Text shown

The images of fire and air are found into the first reading for the feast of Pentecost: the mighty wind and the tongues of fire that came down on the Apostles in the upper room. Fire was also used of the Holy Spirit in John the Baptist’s description of Jesus, “who will baptize you with the Holy Spirit and with fire.”[3] Surely that statement allows us to enter more profoundly into Our Lord’s statement, “I have come to cast fire on the earth!”[4] The use of water as a symbol of the Spirit is also frequent: “Unless a man be born of water and the Spirit, he cannot enter the Kingdom of God.”[5] And more explicitly, “He who believes in me, . . . out of his heart shall flow rivers of living water.” Saint John affirms that “[Jesus] said this about the Spirit.”[6] Thus the Holy Spirit is like water, and water like the Holy Spirit.

Everything I have written hitherto will be familiar to the general run of Catholic, and you many be wondering why I repeat what everyone already knows. I do so because air, fire and water have another significance: they are three of the elements that the ancients regarded as the stuff of the physical world. Everything that exists was a more-or-less complicated combination of these elements and a fourth, viz., earth. And remarkably, earth can also be employed by itself as a metaphor for man: “And the Lord God formed man of the slime of the earth.”[7]

Shakespeare uses the same symbolism: “Poor soul, the centre of my sinful earth.”[8] Gerard Manley Hopkins pushes the metaphor further in a vivid image of the interior world of human consciousness: “O the mind, the mind has mountains, cliffs of fall/frightful, sheer, no-man fathomed.”[9] If we compare the symbols found in the Bible for the Spirit—air, fire and water—with their physical counterparts—actual air or wind, fire and water—we may draw a useful lesson for the spiritual life. The earth will be fruitful if it has air, fire (in the heat of the sun), and water in sufficient quantity. And so man—“earth” in our present scheme—will be fruitful in virtue if the various gifts of the Holy Spirit our down upon him. A poetic, even exuberant expression of this idea is found in Oration I by Saint Gregory of Nyssa:

On this day, as the prophet says, God makes a new heaven and a new earth.[10] “What is this new heaven?” you ask. It is the firmament of our faith in Christ. “And what is this new earth?” A good heart, a heart like the earth, which drinks up the [water] that falls on it [as rain] and yields a rich harvest. In this new creation, purity of life is the [fire of the] sun, the virtues are the stars, transparent goodness is the air, and “the depths of the riches of wisdom and knowledge” [form] the sea. Sound doctrine . . . is the grass . . . that feeds God’s flock, which is the people who he shepherds; the keeping of the commandments is the fruit borne by the trees.[11]a

[1] Jn 19.23.

Entries supplied
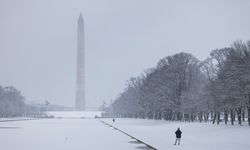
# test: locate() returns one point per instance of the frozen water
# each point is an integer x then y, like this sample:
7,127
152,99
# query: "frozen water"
72,132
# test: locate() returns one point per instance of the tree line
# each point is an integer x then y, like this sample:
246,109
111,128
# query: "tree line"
11,102
183,88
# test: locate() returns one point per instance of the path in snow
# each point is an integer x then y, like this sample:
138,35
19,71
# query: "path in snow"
196,136
61,134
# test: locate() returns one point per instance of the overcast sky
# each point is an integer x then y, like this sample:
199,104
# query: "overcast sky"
123,38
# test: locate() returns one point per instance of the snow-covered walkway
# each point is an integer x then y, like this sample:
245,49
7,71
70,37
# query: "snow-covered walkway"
90,134
196,136
61,134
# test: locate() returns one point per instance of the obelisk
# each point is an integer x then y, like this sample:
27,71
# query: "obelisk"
80,74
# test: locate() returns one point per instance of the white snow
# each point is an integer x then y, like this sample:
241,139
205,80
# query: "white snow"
195,136
74,133
75,114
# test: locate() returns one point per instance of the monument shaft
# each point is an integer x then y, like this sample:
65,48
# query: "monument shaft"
80,74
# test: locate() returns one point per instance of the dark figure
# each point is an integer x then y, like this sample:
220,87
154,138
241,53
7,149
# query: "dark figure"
178,136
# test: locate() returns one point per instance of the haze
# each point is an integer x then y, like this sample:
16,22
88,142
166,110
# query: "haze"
123,38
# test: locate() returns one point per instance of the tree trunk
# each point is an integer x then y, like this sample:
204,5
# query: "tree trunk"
218,118
213,117
239,114
248,114
226,116
243,114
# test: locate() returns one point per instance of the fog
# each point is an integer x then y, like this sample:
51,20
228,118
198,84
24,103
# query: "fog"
123,38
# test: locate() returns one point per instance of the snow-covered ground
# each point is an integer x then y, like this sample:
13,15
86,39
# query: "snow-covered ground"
75,133
195,136
75,114
61,134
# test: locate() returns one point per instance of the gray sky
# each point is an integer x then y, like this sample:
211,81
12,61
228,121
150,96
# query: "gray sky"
123,38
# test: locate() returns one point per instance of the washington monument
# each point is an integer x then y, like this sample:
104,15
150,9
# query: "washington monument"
80,74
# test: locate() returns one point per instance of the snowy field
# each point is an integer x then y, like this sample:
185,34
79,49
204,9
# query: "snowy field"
90,134
195,136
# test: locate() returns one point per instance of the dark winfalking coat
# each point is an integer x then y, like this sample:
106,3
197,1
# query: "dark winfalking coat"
178,133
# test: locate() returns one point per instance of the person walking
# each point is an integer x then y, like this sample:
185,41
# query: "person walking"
178,136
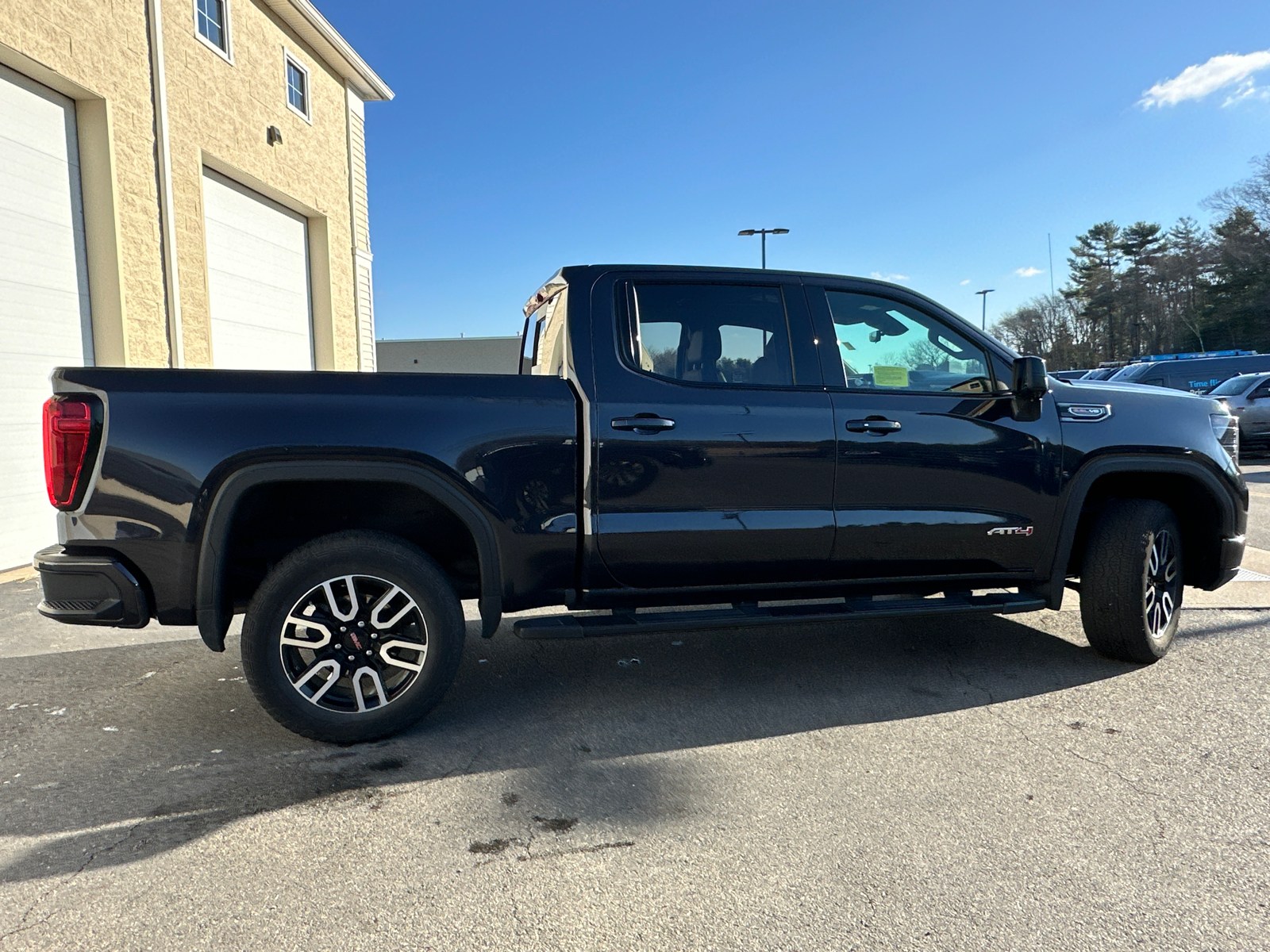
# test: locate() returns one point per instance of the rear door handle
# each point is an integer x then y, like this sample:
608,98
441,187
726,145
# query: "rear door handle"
873,425
643,424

Aim
Update the text on the symbols of the Holy Spirit from "On this day, as" to "[1] Jn 19.23.", writing "crop" in place of "harvest". The lines are not needed for this work.

Output for this task
On this day, as the prophet says, God makes a new heaven and a new earth.[10] “What is this new heaven?” you ask. It is the firmament of our faith in Christ. “And what is this new earth?” A good heart, a heart like the earth, which drinks up the [water] that falls on it [as rain] and yields a rich crop. In this new creation, purity of life is the [fire of the] sun, the virtues are the stars, transparent goodness is the air, and “the depths of the riches of wisdom and knowledge” [form] the sea. Sound doctrine . . . is the grass . . . that feeds God’s flock, which is the people who he shepherds; the keeping of the commandments is the fruit borne by the trees.[11]a

[1] Jn 19.23.